> Description of the task
Retyping all the entries exactly is the whole task.

> Given entries
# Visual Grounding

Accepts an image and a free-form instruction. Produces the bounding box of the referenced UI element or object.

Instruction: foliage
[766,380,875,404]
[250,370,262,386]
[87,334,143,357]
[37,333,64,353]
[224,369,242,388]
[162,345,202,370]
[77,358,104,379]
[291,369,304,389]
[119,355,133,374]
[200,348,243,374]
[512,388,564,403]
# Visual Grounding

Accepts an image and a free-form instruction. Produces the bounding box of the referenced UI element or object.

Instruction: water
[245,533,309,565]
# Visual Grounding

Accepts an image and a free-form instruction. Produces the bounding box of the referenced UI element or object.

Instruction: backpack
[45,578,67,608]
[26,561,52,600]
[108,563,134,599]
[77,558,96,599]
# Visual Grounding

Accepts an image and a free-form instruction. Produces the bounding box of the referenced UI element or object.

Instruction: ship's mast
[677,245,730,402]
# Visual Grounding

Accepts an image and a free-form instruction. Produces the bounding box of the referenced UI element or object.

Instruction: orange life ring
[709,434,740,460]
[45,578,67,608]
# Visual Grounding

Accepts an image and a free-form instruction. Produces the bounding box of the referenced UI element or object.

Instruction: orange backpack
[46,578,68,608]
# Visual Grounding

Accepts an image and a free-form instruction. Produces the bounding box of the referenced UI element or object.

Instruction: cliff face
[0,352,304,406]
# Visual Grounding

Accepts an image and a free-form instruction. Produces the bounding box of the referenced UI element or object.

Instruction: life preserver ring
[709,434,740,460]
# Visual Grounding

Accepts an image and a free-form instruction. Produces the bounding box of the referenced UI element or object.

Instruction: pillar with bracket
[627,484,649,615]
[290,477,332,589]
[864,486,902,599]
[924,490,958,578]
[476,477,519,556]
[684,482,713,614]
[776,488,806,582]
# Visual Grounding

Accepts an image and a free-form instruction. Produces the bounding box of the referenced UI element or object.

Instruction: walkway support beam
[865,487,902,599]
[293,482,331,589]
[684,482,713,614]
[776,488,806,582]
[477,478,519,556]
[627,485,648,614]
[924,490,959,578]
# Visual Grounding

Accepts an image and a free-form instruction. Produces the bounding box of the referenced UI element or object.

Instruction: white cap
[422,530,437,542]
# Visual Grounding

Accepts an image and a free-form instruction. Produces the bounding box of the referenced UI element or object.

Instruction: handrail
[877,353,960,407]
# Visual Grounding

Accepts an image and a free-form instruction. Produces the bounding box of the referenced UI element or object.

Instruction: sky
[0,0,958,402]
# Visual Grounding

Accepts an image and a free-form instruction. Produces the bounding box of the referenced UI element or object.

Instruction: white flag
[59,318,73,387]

> Solution
# Visual Grounding

Accepts an image and a free-form instruction. Produces the bounding box of the referenced UI element or object.

Instruction: foliage
[766,380,875,404]
[250,370,262,386]
[87,334,143,357]
[37,333,64,353]
[224,369,242,388]
[162,345,202,370]
[77,358,104,379]
[291,369,304,389]
[119,355,133,374]
[200,348,243,374]
[512,388,564,403]
# Visual Grounding

Accepts an image and a free-form instruction. Produces the bounding box of the referenced UI element or object.

Instruction: water
[245,533,309,565]
# Visual Grounding

Accepts an image and a free-form instruction. Produces the bounding box of the referenced UI element or object.

Instruction: backpack
[45,578,67,608]
[26,561,52,600]
[108,563,134,599]
[77,558,96,599]
# Visual Grounding

Accepts an image and a free-form instruction. Produces the bounding box of the referenced UI element or object.

Instruction: ship's mast
[677,245,730,402]
# Visual Grounding

Accepts an image and a free-form instruction. Produces the bounding box of the referenced UI element or object.

Instruction: orange life ring
[709,434,740,460]
[45,578,67,608]
# Visual Grounding

Accepts an image and a free-form instruction. Produces the bounding box of the referenced UI element or object.

Instruction: orange backpack
[46,578,68,608]
# Visual Grounding

Accepts an image and a free-form instruction. Produces the bounding box of the referenced UI element or object.

Instruction: cliff face
[0,352,304,406]
# Visual Grounding

Accepts an image and a free-form instruction. Produces the bounding box of the referenced UI element or object.

Instruction: life preserver ring
[709,434,740,460]
# Visual Grounding

Accepts an image and a free-form instruction. Produces the bounding box of the referenced UI element or object.

Instruction: pillar with bracket
[627,484,649,615]
[290,477,332,589]
[864,486,902,599]
[924,490,958,578]
[476,477,519,556]
[684,482,713,614]
[776,488,806,582]
# Visual Grounding

Accepts an image and a free-form instruction. Produces the bounding box of the referenced UI element or object.

Instruction: walkway support beam
[865,487,902,599]
[293,482,331,589]
[684,482,713,614]
[776,488,806,582]
[477,478,519,556]
[627,485,648,614]
[924,490,959,578]
# Visual Grounding

Accepts an image and a free-form instruction. Produces the bounding box of the referenced UI element or object.

Instruction: white cap
[422,530,437,542]
# Visual Grounding

Accepts an image and a free-form instruction. Produces the bounding box of the referenced UI element or object.

Instruction: handrail
[877,353,960,407]
# Visual Grounding

Accepts an image and a free-form instruction. Produces the bounding box of the referenced UI element or object.

Instruction: sky
[0,0,958,402]
# Visual Grounding

Accepts an image and a free-form instruction. Produces the bounding box of the referenced UI element or object.

Instruction: white flag
[59,318,73,387]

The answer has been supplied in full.